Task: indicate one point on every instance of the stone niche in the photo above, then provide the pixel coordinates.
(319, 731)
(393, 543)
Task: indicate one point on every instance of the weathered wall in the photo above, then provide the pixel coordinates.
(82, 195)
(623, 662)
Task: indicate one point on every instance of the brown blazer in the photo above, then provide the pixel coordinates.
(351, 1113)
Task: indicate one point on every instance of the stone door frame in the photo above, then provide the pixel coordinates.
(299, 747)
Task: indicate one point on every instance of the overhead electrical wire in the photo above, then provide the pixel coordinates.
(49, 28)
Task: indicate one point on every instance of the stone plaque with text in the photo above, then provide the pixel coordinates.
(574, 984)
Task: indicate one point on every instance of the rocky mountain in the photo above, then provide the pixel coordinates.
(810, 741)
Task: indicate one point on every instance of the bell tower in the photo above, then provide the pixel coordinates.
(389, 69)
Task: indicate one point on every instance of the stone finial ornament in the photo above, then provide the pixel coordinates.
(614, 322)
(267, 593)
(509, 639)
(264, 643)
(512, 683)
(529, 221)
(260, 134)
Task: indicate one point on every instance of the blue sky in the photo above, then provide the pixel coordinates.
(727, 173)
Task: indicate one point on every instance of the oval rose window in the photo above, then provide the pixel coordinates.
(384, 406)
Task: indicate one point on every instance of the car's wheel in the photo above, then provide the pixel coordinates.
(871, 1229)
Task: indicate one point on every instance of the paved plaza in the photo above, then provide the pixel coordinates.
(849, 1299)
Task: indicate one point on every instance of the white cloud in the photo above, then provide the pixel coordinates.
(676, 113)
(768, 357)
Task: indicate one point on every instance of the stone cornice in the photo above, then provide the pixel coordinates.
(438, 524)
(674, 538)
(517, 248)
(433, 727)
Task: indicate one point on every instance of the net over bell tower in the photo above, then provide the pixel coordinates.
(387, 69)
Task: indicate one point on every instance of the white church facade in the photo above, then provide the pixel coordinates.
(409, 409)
+-------+
Would you please output every record again, exactly?

Task: indicate one point on every instance of the stone niche in the photo above, then provide the pixel coordinates.
(319, 731)
(393, 543)
Task: indicate one point on every instance of the weathered wall in the photo above, then provide the pixel coordinates.
(82, 195)
(623, 662)
Task: indicate one point on every instance of the brown blazer in the photo above, then provide the pixel coordinates.
(351, 1113)
Task: indicate one point on every instance of the stone door frame in the photo above, then provide the pixel coordinates.
(299, 747)
Task: indicate one point on every instance of the overhead electrical wire in the photo above, then provide the pixel coordinates.
(49, 28)
Task: indicate one point on every instance of the stone plaque with text in the photo above, then provide the pixel coordinates.
(574, 984)
Task: indicate one point on every instance of the rocky mountain in the photo above, then provide the pixel coordinates.
(810, 741)
Task: indicate one point on every instance of the bell tower in the photo above, then provide the pixel coordinates.
(389, 69)
Task: indicate one point on every instance of the stone finial ornament in the photo above, then provide the pixel coordinates.
(614, 322)
(267, 593)
(509, 639)
(264, 643)
(512, 683)
(529, 221)
(260, 134)
Task: indicate one point on every instance of the blue sky in the photo above, then provide the pixel coordinates.
(727, 173)
Task: indicate one point on every instance of the oval rose window in the photo above, then provide the pixel coordinates.
(384, 406)
Task: indicate one point on every instance of the car's wheel in the photo above, then provide the pixel coordinates.
(871, 1229)
Task: indicate one point on every instance of the paved plaza in the photo above, then provide the pixel coordinates.
(849, 1299)
Task: indicate one point on every instance of the white cloud in the photo above, then provide the pixel coordinates.
(676, 113)
(768, 357)
Task: indicate one point on every instance of the stone cornice in the photo above, then provide the pixel coordinates.
(438, 524)
(674, 538)
(517, 248)
(433, 727)
Task: indicate one point on every instance of the net over bell tower in the photo above, then provide the pixel coordinates.
(387, 69)
Task: indicate one point on every instance of the white church facade in the photo above, then provide the pixel coordinates.
(409, 409)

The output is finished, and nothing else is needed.